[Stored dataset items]
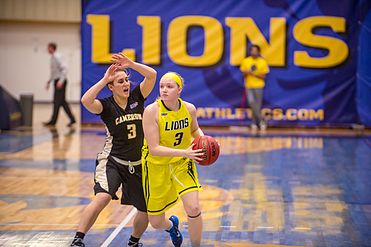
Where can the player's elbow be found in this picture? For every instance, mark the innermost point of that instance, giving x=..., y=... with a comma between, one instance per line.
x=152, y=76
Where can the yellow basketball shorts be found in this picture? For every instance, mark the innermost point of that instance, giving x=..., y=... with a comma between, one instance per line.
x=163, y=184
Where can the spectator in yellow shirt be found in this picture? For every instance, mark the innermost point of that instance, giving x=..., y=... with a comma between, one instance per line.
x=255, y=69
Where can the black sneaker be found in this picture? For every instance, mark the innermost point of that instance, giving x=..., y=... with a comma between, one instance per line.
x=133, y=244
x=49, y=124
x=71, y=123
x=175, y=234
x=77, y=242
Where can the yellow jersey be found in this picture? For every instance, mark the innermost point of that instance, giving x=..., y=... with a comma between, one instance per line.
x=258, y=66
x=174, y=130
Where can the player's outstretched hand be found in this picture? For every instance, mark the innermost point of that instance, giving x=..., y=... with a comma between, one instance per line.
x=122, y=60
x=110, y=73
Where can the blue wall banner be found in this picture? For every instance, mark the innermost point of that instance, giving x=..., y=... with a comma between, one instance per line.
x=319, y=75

...

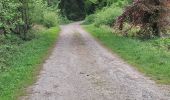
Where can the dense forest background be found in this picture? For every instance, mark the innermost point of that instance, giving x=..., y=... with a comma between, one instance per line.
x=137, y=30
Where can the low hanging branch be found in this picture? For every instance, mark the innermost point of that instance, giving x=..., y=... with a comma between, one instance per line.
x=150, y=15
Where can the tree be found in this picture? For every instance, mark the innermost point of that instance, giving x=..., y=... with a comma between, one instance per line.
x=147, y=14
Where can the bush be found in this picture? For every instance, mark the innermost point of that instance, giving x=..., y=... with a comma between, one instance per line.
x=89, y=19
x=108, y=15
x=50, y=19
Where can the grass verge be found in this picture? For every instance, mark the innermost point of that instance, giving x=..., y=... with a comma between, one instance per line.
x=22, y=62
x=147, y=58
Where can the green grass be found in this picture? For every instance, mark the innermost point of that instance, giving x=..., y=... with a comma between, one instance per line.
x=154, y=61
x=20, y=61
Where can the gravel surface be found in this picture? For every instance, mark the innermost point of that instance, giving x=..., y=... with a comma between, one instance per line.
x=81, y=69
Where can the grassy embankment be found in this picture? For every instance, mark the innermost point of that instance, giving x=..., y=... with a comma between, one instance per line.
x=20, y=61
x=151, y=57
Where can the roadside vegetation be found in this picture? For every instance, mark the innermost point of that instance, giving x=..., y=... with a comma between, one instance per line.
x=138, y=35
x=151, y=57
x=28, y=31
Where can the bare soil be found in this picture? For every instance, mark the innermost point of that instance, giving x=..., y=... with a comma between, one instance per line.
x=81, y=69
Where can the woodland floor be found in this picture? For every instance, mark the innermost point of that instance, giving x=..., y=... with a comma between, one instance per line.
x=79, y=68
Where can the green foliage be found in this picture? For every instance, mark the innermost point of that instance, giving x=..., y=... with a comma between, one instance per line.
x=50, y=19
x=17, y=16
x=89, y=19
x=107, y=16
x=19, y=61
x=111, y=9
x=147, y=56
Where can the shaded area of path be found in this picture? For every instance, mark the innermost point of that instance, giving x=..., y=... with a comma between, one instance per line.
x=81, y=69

==

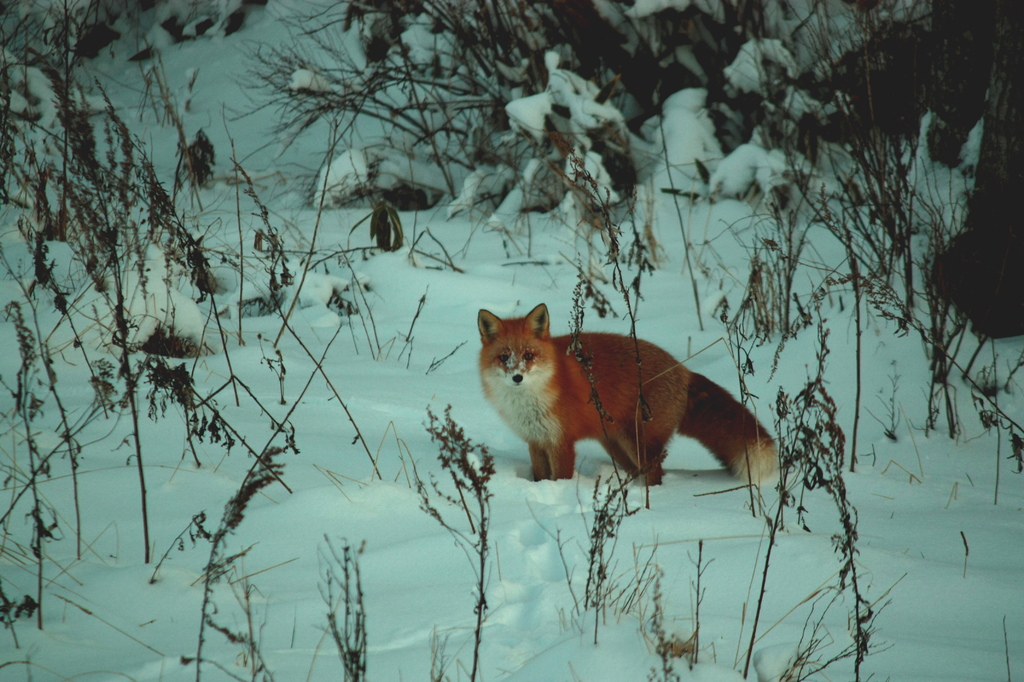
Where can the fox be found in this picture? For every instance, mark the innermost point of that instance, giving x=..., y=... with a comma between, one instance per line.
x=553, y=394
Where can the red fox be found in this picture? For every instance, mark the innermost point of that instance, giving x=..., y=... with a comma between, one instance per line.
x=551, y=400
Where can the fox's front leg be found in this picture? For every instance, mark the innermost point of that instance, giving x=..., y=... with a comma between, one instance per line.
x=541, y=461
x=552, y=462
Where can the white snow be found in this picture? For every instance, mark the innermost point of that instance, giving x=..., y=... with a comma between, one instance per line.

* Exercise task: Copy every line of the records from the line containing "Where can the player's elbow" up to and including the line containing "x=255, y=69". Raise each x and y coordinate in the answers by 34 and leave all other text unchanged.

* Result:
Where can the player's elbow be found in this picture? For every instance, mark the innermost point of that instance, giving x=..., y=... with a comma between, one instance per line.
x=186, y=110
Where can the yellow basketball shorts be found in this picture? For every instance, mark the innermost point of that instance, giving x=..., y=... with a comma between, one instance per line.
x=197, y=218
Where can the spectator in yellow shirt be found in this picture? For every instance, mark the innermost point of that instance, giving x=..., y=... with a comma between, one instance per line.
x=289, y=103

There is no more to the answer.